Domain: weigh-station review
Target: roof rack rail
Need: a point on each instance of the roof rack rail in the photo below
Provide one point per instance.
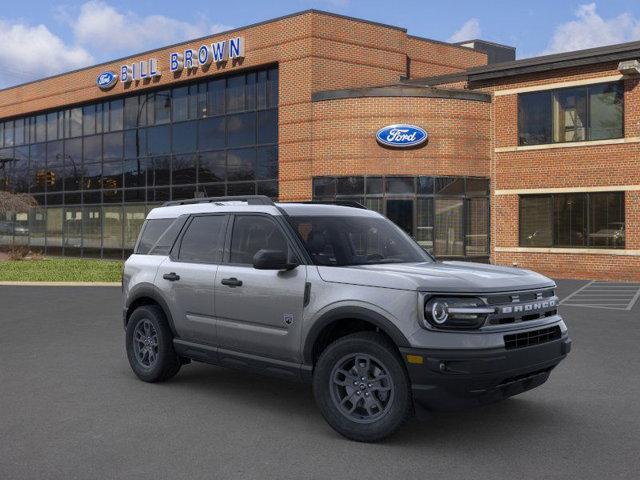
(250, 199)
(342, 203)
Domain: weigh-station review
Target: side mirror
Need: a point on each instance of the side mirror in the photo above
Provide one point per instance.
(272, 260)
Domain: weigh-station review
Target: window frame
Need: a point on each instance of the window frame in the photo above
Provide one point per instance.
(285, 227)
(553, 232)
(552, 93)
(174, 253)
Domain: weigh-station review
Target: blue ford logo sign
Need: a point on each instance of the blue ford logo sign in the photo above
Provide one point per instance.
(106, 80)
(401, 136)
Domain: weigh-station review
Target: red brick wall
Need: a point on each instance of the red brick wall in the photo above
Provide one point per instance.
(579, 167)
(344, 137)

Directions: Rescale the records above by rewriting every text line of them in order, with each point coordinate in the answers multiplied by 0.3 and rounded to the nearest whole number (halves round up). Leave the pictures out.

Solution to this problem:
Domain: weigh-station review
Target: roof rack rail
Need: a point on each instance of the roof rack rail in the photo below
Provide one point per instance.
(75, 60)
(103, 61)
Domain: weigh-station review
Target: side mirror
Need: a point on each instance of the side mirror in the photo above
Provide one point per instance.
(82, 78)
Domain: weigh-station review
Target: window frame
Need: a point on each instance of the window frame in the photo above
Provide one point per instance.
(86, 68)
(166, 70)
(166, 28)
(52, 76)
Domain: weigh-station review
Target: blue ford logo sign
Need: a point on each instance of the blue ford logo sign in the photo above
Provide one point per instance.
(32, 24)
(120, 41)
Domain: weigh-station review
Target: red brick wall
Need: a point on each instance of the red brick wall in the photo above
Provide one point per instance.
(174, 50)
(103, 41)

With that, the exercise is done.